--- MATERIAL TO PROCESS ---
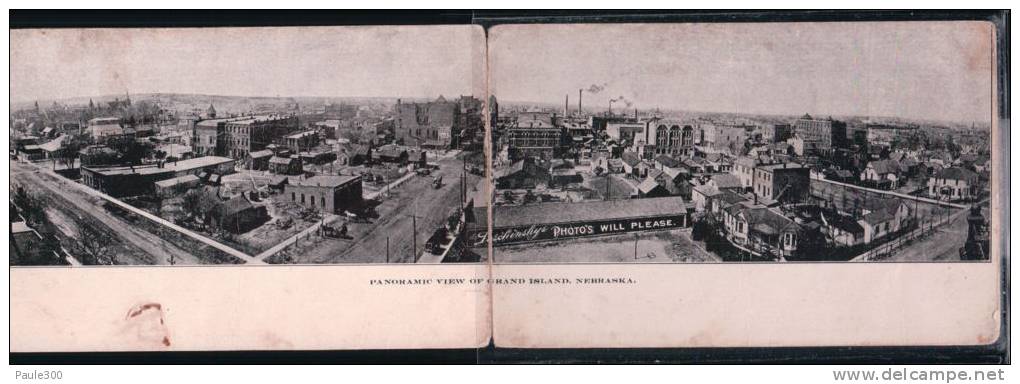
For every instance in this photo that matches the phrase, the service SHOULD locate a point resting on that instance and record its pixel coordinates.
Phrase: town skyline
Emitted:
(839, 68)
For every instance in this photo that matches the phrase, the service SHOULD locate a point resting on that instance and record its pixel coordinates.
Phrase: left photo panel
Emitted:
(248, 146)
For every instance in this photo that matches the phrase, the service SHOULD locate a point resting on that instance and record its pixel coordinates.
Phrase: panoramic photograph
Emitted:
(246, 146)
(741, 142)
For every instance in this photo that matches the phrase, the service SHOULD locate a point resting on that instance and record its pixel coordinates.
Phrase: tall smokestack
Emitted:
(580, 94)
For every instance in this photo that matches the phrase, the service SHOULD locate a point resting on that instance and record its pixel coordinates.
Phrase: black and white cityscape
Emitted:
(750, 143)
(608, 143)
(143, 154)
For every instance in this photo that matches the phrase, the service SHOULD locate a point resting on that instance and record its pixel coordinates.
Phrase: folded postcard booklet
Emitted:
(534, 186)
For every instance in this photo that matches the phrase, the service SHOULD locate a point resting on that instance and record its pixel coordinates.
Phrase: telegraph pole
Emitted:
(635, 247)
(414, 246)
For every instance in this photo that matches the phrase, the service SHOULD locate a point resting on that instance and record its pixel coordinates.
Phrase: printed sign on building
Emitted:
(549, 232)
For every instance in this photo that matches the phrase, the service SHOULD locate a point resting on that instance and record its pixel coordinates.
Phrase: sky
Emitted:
(355, 61)
(935, 70)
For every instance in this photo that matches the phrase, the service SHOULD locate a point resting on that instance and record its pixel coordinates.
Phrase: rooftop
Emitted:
(182, 180)
(329, 181)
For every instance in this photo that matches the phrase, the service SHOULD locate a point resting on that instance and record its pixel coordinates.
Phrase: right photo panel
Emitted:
(721, 143)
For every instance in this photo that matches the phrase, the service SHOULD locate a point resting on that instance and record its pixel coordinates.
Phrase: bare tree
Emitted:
(93, 246)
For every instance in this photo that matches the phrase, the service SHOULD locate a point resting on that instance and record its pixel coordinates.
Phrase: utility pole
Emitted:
(635, 247)
(414, 246)
(414, 232)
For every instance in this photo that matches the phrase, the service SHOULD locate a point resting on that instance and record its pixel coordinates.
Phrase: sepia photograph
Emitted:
(246, 146)
(507, 183)
(742, 142)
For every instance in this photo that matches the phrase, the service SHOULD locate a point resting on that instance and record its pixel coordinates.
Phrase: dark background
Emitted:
(997, 352)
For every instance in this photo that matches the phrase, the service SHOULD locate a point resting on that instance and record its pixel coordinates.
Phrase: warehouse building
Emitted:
(140, 180)
(328, 193)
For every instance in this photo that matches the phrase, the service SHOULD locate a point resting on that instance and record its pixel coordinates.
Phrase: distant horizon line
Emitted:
(115, 95)
(605, 109)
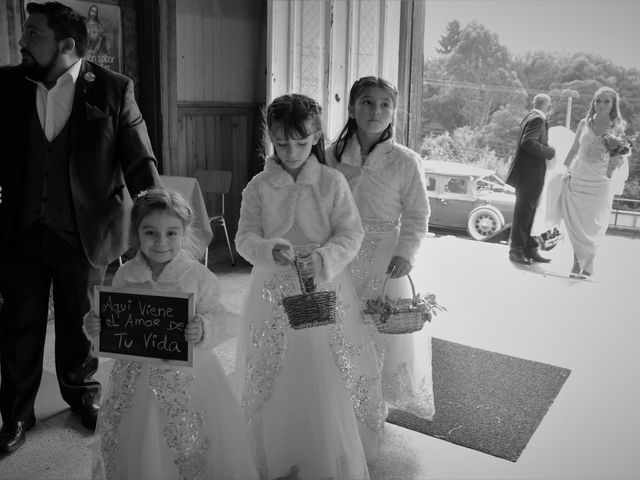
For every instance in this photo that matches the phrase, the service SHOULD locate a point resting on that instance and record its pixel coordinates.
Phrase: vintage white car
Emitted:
(468, 197)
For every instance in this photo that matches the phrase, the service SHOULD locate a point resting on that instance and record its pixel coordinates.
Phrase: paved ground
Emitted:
(537, 313)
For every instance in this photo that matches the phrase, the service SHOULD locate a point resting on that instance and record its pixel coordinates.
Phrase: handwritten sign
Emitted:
(144, 325)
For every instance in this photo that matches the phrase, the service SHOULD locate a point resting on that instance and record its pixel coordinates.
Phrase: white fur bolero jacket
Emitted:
(389, 186)
(319, 201)
(182, 274)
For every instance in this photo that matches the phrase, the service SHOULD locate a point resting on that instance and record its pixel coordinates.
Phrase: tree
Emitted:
(450, 39)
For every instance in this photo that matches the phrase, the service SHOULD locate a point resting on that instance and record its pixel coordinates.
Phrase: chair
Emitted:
(216, 182)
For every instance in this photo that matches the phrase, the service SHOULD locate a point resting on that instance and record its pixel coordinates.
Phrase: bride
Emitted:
(587, 191)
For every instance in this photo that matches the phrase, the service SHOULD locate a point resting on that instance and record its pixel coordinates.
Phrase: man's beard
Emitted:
(38, 72)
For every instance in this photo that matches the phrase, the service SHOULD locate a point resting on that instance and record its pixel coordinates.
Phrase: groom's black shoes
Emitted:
(14, 434)
(537, 258)
(88, 415)
(519, 257)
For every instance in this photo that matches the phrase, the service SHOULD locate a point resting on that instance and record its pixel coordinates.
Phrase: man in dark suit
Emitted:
(526, 174)
(72, 139)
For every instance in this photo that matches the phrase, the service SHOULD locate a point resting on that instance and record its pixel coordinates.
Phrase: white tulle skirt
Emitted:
(296, 385)
(172, 423)
(406, 359)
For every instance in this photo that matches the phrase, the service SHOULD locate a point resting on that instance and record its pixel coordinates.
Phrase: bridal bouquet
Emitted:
(616, 146)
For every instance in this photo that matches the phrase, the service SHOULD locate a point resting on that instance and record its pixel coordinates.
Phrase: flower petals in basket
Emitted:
(310, 308)
(403, 315)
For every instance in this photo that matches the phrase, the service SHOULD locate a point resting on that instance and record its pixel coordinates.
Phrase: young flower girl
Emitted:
(296, 384)
(168, 422)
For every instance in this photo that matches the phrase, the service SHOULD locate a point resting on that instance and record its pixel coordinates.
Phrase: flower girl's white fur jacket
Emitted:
(321, 203)
(389, 186)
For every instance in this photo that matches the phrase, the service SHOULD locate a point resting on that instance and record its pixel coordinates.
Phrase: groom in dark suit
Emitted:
(526, 174)
(72, 138)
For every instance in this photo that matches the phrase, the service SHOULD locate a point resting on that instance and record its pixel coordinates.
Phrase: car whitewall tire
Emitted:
(484, 221)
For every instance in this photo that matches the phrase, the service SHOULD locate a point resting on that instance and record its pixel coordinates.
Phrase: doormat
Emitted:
(485, 400)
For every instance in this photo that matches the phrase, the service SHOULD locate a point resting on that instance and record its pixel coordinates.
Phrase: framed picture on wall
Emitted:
(104, 30)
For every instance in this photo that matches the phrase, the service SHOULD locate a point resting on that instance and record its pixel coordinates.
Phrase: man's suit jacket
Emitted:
(529, 166)
(110, 149)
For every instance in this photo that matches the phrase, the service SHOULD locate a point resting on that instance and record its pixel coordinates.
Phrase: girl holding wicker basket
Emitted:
(387, 183)
(300, 228)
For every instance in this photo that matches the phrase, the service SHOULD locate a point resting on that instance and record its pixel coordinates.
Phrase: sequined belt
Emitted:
(375, 225)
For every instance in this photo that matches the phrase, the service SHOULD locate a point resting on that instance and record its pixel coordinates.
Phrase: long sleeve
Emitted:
(250, 238)
(347, 233)
(134, 146)
(415, 212)
(211, 311)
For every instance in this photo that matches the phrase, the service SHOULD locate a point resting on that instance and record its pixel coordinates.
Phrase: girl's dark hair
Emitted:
(65, 23)
(357, 89)
(293, 112)
(160, 199)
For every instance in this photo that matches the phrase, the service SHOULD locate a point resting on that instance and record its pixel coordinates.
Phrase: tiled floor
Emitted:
(590, 327)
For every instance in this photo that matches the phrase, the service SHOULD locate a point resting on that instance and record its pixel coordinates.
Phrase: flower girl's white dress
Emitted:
(163, 422)
(388, 188)
(296, 385)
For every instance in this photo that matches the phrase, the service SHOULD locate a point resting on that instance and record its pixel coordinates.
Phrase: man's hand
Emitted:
(398, 267)
(91, 325)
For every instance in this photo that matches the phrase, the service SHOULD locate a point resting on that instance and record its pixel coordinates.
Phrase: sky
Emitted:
(610, 28)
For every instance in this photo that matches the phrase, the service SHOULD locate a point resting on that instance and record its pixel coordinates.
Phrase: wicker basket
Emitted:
(549, 239)
(310, 308)
(404, 315)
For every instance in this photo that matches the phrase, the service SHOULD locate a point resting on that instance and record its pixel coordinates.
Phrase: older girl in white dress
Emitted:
(588, 188)
(387, 183)
(296, 384)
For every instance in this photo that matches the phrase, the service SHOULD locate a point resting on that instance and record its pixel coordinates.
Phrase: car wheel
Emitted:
(484, 221)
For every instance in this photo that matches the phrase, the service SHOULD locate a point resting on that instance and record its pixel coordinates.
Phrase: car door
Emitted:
(455, 201)
(432, 182)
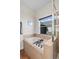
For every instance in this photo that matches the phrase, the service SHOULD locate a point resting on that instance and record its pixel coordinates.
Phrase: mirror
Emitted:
(46, 25)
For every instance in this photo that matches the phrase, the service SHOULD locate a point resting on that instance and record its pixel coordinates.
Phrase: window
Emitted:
(46, 25)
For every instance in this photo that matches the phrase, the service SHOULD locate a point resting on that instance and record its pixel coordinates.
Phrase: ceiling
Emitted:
(34, 4)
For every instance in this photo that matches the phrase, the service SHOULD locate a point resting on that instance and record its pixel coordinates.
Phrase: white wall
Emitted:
(45, 11)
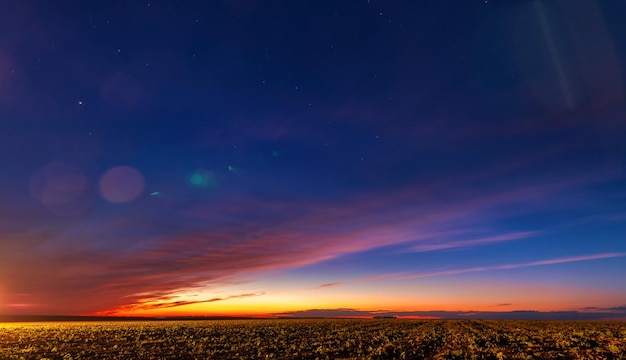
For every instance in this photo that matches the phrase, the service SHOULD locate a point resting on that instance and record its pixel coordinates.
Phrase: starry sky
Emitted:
(313, 158)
---
DIRECTIONS. Report every line in the entries above that contains the word "dark", copying each such line in full.

SOLUTION TO THIS EXERCISE.
Phrase: dark background
Phrase: man in dark suit
Phrase: groom in dark suit
Phrase: girl's dark hair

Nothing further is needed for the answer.